> [YOUR OBJECTIVE] Every record must come back exactly as given.

___ INPUT FOR THIS TASK ___

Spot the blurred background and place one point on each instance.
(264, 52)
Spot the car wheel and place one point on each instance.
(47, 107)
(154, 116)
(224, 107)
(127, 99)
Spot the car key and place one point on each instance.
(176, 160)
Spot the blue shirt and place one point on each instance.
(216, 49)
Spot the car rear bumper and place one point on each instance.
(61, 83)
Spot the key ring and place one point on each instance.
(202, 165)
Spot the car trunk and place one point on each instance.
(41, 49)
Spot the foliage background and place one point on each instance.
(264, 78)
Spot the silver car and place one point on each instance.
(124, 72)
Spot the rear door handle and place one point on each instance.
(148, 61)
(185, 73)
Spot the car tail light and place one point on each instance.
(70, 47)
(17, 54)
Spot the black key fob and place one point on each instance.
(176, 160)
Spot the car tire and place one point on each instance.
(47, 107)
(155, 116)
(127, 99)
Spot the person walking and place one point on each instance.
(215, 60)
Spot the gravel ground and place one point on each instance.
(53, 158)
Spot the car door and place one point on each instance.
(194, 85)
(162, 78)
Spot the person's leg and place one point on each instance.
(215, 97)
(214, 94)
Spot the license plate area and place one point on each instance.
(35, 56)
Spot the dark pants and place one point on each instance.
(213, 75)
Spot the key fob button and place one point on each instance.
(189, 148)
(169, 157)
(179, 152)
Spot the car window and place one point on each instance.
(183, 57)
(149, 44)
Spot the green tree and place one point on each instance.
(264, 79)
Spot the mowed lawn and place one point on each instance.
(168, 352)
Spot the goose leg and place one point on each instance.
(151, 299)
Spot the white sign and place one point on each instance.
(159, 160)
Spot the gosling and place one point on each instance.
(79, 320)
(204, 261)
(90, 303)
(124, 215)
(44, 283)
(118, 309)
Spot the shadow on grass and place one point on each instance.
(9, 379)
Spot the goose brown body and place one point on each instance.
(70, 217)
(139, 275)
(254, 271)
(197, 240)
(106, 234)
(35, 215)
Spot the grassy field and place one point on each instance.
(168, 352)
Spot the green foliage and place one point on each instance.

___

> [OUTPUT FOR THIS EXERCISE]
Spot the blurred background and place one point on each instance.
(264, 52)
Spot the car wheel and place one point on each instance.
(47, 107)
(154, 116)
(224, 107)
(127, 99)
Spot the car key and place one point on each instance.
(176, 160)
Spot the blue shirt and place one point on each instance.
(216, 49)
Spot the car rear bumper and place one point on each instance.
(61, 83)
Spot the key ring and place one point on each instance.
(202, 165)
Spot the car trunk and place one point on each instance.
(41, 49)
Spot the foliage background and place one point on each instance.
(264, 78)
Spot the silver car and place one point on each instance.
(124, 72)
Spot the rear door handle and place one point on each instance.
(148, 61)
(185, 73)
Spot the car tail light and place one point on each instance.
(70, 47)
(17, 54)
Spot the black key fob and place one point on each instance.
(176, 160)
Spot the car tire and place one point on each instance.
(47, 107)
(155, 116)
(127, 99)
Spot the person walking and place one point on each instance.
(215, 60)
Spot the gravel ground and place one point on each instance.
(53, 158)
Spot the car door and place one point on each instance.
(194, 85)
(162, 78)
Spot the person's leg and place one point on each instance.
(215, 97)
(214, 94)
Spot the license plate area and place one point on each instance.
(35, 56)
Spot the dark pants and place one point on each instance.
(213, 75)
Spot the key fob button and place one point on each instance.
(189, 148)
(169, 157)
(179, 152)
Spot the car window and place one point on each instance.
(183, 57)
(149, 44)
Spot the green tree and place one point on each instance.
(264, 79)
Spot the mowed lawn and place one point on each instance.
(168, 352)
Spot the goose leg and place one point on each instance.
(151, 299)
Spot the white sign and place one point on each instance.
(159, 160)
Spot the gosling and place one point on each instance.
(79, 320)
(204, 261)
(90, 303)
(124, 215)
(44, 283)
(118, 309)
Spot the shadow on grass and place one point on each instance.
(9, 379)
Spot the goose brown body and place one point on each instance.
(70, 217)
(139, 275)
(254, 271)
(197, 240)
(106, 234)
(35, 215)
Spot the grassy field and place one point on each instance.
(168, 352)
Spot the green foliage and place one point on each instance.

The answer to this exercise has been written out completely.